- _What to produce_:
Print the rows below without any change, everything from the line that contains "white cloud in the photo above." down to the line that contains "x=696, y=121", both of those lines included.
━━ Task data ━━
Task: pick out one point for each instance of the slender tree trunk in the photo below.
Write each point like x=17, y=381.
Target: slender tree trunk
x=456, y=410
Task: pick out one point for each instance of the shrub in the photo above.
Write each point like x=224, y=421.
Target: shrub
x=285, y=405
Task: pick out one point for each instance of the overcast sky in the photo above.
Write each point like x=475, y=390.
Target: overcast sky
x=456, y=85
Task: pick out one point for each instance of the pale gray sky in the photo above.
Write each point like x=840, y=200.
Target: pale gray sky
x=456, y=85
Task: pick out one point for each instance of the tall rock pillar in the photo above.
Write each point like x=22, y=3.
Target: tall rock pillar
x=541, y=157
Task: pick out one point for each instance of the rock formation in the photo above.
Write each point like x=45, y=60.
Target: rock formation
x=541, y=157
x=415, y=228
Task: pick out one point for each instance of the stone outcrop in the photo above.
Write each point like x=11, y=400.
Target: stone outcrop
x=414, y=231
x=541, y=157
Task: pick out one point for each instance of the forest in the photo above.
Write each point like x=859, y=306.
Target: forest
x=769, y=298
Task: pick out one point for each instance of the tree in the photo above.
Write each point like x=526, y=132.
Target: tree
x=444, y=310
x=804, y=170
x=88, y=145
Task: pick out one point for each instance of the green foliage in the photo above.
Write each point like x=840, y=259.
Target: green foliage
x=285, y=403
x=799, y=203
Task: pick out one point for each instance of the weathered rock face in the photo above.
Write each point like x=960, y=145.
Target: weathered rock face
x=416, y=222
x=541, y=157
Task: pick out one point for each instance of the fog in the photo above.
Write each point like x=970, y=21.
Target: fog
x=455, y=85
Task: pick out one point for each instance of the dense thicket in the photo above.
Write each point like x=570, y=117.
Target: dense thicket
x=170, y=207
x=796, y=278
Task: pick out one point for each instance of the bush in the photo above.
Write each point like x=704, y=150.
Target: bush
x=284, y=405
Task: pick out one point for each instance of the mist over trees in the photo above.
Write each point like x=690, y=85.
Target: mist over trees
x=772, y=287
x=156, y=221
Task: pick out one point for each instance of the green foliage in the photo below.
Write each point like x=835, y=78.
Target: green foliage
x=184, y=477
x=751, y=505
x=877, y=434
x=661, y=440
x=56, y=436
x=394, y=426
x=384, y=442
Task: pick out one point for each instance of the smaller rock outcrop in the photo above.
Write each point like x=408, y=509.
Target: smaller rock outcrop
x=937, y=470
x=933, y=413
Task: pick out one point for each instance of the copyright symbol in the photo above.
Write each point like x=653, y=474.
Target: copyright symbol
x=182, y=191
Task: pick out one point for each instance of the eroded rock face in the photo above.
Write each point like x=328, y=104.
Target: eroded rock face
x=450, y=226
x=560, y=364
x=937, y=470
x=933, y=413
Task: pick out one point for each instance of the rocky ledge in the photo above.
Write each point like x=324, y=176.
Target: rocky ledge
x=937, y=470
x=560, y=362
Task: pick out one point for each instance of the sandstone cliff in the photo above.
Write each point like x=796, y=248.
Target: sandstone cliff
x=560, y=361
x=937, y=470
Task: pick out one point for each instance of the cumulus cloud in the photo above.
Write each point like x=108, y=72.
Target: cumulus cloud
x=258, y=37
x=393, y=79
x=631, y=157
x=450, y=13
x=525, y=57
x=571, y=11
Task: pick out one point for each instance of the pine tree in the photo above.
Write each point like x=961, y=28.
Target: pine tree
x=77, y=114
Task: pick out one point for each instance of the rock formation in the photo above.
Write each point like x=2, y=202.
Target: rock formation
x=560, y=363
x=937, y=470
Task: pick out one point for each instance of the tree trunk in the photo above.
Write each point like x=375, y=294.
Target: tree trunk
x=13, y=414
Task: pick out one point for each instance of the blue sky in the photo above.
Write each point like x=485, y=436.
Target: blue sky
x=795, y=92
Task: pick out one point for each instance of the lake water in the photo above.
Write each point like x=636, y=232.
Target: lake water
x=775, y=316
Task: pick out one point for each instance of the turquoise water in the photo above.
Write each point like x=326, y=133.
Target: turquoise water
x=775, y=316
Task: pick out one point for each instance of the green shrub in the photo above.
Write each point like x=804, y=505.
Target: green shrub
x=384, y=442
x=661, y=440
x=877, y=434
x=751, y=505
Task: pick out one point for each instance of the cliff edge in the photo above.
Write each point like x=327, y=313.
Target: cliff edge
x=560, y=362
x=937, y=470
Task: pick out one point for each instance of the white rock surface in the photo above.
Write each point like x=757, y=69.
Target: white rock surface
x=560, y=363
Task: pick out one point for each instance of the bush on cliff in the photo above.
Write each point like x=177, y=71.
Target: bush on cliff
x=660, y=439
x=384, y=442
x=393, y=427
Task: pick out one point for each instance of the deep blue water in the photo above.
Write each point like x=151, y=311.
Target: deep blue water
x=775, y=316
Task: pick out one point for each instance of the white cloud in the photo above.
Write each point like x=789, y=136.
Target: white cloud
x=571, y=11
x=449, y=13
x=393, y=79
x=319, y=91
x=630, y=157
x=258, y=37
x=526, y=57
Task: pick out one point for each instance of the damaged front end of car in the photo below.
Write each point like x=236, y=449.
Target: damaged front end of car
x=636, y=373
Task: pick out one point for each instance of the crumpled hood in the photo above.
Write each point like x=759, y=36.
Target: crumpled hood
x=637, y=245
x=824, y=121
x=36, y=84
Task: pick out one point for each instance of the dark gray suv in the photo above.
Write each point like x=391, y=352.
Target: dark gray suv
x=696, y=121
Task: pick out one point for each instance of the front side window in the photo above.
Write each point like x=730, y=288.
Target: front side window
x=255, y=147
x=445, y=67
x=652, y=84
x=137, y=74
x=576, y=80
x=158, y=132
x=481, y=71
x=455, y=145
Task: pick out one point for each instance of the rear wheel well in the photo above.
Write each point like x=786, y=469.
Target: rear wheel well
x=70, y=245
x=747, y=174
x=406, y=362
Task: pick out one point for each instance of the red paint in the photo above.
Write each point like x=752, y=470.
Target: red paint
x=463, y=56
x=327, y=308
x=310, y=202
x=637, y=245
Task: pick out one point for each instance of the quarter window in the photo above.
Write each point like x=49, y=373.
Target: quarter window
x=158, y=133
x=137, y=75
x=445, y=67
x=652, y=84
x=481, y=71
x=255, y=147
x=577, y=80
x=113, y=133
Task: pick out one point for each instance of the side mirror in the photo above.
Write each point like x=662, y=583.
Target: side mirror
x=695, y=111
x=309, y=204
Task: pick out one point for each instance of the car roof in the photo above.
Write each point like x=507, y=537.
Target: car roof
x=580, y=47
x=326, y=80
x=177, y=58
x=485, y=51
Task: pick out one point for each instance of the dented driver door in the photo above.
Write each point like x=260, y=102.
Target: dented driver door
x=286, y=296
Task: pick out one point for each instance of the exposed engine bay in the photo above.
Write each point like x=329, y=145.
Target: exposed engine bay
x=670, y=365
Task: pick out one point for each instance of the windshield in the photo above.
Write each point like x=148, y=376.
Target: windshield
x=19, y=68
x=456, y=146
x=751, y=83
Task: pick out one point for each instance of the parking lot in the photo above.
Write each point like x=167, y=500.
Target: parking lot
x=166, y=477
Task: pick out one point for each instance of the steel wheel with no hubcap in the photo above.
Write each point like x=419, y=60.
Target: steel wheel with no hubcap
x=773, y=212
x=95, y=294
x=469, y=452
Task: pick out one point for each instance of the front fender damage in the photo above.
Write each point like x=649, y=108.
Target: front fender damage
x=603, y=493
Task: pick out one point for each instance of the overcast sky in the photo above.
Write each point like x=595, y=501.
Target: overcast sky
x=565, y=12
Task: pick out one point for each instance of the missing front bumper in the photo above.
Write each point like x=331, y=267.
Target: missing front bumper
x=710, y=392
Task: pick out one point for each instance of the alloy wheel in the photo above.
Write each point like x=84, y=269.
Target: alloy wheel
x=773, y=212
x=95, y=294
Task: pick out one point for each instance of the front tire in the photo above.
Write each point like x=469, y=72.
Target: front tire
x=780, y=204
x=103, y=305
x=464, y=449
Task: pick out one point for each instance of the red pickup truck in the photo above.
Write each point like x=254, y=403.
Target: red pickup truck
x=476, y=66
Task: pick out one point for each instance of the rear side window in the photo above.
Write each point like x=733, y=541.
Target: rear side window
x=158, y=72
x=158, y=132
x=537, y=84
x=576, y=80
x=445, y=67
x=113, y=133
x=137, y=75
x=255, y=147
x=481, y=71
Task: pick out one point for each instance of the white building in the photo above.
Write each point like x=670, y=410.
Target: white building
━━━
- _Solution for this task_:
Task: pick out one point for each instance of the white cloud in the photo above.
Write each point like x=789, y=136.
Target: white cloud
x=571, y=11
x=449, y=13
x=393, y=79
x=319, y=91
x=630, y=157
x=258, y=37
x=526, y=57
Task: pick out one point for each instance of the damaged front end of car in the photo below.
Write each point like x=236, y=449.
Target: damaged front end of car
x=636, y=373
Task: pick out one point for each instance of the crumpled hood in the photo above.
Write each point like x=759, y=36.
Target: crumpled hood
x=637, y=245
x=824, y=121
x=36, y=84
Task: pick out one point for each instance of the dark gray suv in the photo above.
Write each point like x=391, y=352.
Target: dark gray suv
x=696, y=121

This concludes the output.